_EXERCISE OBJECTIVE_
Starting at the line that contains "the chainsaw, farthest" and stopping after the line that contains "x=315 y=753", write out every line of those entries again in full, adding 55 to each x and y coordinate in the answers.

_DATASET CONTENT_

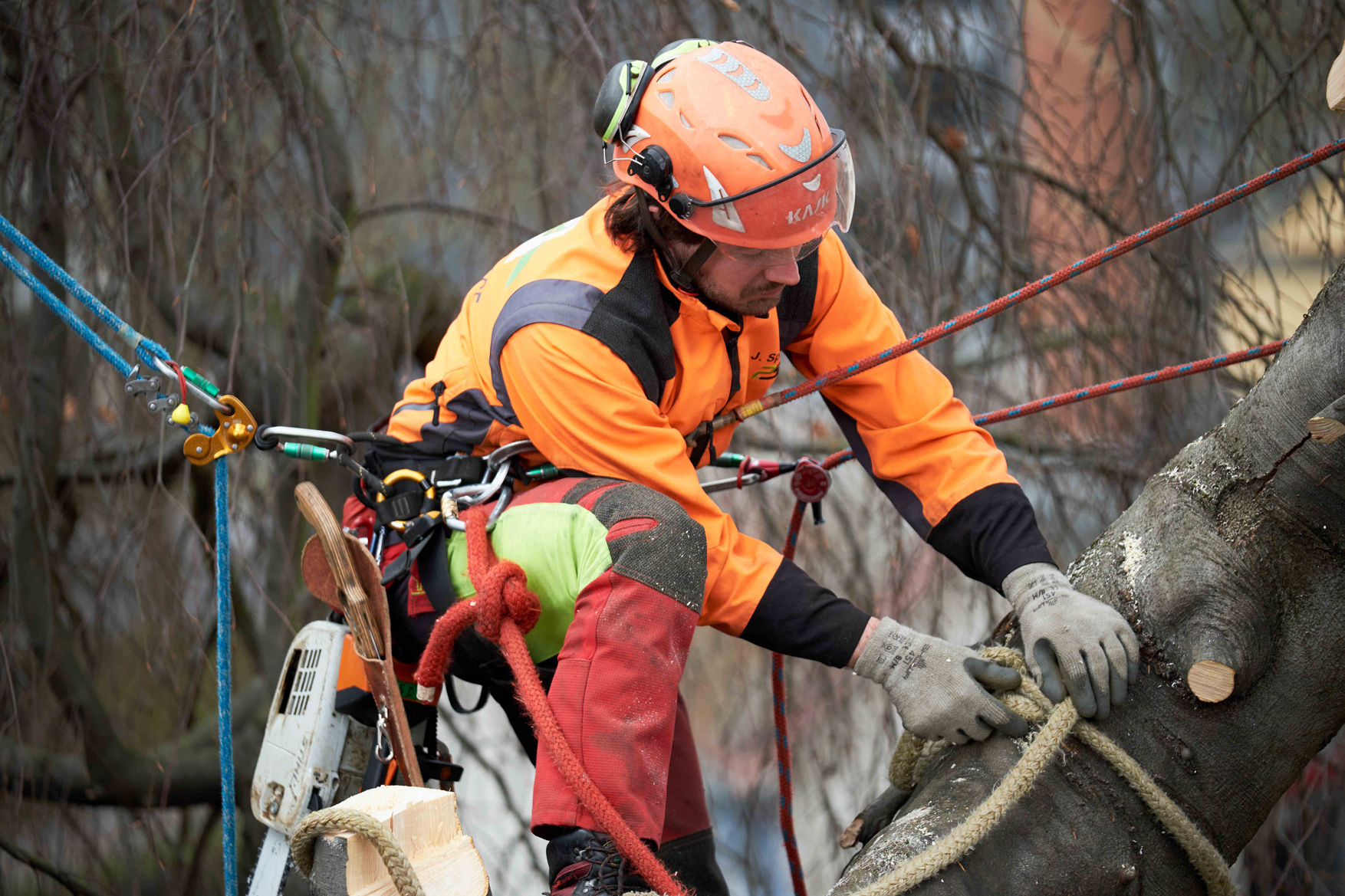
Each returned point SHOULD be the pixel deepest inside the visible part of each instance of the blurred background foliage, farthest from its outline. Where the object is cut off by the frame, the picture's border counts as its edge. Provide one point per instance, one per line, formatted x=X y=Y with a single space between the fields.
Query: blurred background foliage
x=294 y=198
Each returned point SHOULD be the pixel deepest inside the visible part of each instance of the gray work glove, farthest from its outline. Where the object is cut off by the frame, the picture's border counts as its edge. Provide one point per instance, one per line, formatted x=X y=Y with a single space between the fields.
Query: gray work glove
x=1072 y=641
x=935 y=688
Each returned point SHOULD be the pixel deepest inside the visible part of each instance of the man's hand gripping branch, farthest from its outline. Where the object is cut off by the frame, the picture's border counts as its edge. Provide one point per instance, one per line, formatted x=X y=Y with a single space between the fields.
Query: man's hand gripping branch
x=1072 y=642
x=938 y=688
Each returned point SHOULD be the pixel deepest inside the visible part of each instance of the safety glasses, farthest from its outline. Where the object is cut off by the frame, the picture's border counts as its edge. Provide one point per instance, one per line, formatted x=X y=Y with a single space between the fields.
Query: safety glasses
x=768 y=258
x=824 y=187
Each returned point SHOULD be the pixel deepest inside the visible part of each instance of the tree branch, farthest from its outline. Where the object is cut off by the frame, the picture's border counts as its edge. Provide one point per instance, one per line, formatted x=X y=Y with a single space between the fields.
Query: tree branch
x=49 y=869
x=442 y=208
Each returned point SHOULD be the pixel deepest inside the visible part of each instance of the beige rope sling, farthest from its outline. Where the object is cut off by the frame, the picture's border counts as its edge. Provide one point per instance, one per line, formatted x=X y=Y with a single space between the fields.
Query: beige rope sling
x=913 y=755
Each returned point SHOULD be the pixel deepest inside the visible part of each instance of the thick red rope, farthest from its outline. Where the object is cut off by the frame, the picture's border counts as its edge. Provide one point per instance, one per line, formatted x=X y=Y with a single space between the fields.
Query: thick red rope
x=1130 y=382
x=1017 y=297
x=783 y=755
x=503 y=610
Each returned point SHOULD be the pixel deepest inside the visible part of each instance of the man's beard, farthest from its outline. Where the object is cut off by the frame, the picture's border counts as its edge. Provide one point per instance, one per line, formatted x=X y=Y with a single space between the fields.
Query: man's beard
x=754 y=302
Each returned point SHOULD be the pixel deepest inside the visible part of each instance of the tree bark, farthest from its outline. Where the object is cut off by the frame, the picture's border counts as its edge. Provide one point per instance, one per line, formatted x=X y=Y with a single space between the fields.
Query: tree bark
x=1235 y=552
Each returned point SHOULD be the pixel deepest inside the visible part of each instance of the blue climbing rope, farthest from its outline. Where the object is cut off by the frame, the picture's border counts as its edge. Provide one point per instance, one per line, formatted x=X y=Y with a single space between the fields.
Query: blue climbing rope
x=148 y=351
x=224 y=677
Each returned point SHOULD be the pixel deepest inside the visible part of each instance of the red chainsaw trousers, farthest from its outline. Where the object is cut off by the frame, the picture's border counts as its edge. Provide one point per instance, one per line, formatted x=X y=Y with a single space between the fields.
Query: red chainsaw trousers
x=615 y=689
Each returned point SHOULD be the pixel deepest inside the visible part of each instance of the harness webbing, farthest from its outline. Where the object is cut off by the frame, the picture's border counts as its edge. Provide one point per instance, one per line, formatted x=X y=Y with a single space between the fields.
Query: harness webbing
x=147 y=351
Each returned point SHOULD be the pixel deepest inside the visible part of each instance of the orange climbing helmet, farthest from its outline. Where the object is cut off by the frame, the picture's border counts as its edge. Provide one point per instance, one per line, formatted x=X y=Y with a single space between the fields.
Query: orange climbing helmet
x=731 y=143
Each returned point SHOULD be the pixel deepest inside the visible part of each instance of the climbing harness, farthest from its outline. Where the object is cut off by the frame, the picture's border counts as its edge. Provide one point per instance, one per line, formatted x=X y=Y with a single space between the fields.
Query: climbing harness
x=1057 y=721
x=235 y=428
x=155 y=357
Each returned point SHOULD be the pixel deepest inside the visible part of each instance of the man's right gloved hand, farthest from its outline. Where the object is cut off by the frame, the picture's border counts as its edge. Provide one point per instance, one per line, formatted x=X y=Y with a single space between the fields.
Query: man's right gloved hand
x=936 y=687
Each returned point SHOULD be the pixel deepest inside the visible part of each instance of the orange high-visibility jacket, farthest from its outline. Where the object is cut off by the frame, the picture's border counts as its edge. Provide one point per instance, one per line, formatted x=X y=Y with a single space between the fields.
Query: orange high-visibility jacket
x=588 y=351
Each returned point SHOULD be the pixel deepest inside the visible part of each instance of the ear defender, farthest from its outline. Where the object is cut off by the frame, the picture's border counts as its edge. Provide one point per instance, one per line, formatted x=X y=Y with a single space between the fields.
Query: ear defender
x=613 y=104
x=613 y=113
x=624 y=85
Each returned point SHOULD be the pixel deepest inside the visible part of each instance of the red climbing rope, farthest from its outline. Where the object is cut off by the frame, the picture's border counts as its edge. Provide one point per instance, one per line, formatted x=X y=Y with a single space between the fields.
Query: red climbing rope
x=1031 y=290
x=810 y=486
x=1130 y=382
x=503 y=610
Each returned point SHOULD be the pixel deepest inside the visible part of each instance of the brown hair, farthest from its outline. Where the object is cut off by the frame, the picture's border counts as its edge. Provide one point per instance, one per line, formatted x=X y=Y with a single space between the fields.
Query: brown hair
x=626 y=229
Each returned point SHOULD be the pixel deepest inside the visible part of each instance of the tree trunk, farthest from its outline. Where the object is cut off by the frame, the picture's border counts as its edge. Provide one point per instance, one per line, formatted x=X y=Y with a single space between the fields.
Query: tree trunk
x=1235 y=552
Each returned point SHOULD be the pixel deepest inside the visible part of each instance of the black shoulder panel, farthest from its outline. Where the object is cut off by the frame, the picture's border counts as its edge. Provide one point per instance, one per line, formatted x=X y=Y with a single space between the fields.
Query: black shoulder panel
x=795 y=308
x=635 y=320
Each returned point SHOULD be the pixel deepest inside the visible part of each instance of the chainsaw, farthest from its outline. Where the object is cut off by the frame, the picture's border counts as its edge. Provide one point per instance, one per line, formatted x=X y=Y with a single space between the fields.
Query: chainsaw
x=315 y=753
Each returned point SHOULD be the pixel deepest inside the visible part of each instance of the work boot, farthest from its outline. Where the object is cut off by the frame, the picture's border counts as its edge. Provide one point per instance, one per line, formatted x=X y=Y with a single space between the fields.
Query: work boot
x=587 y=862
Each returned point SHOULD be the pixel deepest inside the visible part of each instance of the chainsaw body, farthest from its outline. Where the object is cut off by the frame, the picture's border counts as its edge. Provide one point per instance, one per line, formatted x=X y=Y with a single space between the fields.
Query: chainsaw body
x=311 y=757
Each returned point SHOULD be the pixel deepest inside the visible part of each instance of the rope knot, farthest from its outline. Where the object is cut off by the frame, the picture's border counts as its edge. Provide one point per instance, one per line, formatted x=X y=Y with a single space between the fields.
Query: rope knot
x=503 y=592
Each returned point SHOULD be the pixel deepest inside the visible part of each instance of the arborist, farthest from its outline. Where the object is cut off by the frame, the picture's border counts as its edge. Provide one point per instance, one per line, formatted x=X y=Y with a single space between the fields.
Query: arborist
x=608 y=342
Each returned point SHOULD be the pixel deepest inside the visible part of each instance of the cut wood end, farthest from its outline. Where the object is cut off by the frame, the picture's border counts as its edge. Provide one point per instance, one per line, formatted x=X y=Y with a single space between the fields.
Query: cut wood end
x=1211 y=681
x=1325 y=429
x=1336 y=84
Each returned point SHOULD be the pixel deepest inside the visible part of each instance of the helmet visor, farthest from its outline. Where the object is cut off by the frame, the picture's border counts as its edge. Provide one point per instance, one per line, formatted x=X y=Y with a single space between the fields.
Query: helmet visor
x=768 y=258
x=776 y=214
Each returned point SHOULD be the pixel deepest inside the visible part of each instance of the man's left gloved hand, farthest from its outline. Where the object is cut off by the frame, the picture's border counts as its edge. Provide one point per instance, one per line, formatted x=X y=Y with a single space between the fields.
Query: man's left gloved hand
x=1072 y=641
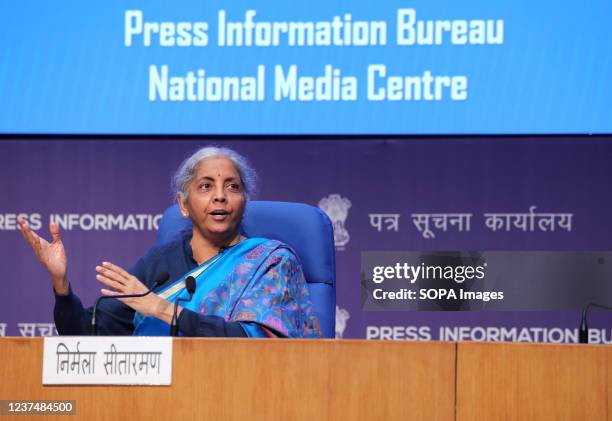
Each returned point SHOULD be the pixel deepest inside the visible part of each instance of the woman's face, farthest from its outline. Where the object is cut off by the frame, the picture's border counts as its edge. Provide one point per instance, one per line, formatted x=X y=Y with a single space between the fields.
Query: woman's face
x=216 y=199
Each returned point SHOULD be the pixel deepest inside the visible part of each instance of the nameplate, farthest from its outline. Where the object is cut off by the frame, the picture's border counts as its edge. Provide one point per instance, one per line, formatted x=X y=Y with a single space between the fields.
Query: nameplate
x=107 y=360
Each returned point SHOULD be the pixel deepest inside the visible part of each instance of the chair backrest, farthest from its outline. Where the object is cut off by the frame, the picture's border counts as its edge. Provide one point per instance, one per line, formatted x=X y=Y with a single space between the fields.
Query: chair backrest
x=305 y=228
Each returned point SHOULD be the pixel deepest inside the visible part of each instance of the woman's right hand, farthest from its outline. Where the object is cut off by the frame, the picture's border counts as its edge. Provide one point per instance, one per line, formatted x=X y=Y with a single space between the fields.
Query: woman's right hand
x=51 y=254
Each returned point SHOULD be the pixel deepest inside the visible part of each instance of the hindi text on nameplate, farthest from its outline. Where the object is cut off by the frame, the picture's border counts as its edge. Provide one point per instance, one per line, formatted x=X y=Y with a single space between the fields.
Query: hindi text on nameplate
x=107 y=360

_TASK RESULT_
Each returned point SHOULD be the pixel deepest inside the visible part of each instance of the chainsaw, farthest from its outline. Where the object is cut off by the frame, the picture's border counts as its edge. Provide one point per instance, one per line, formatted x=X y=Y with a single space between the fields.
Query: chainsaw
x=370 y=808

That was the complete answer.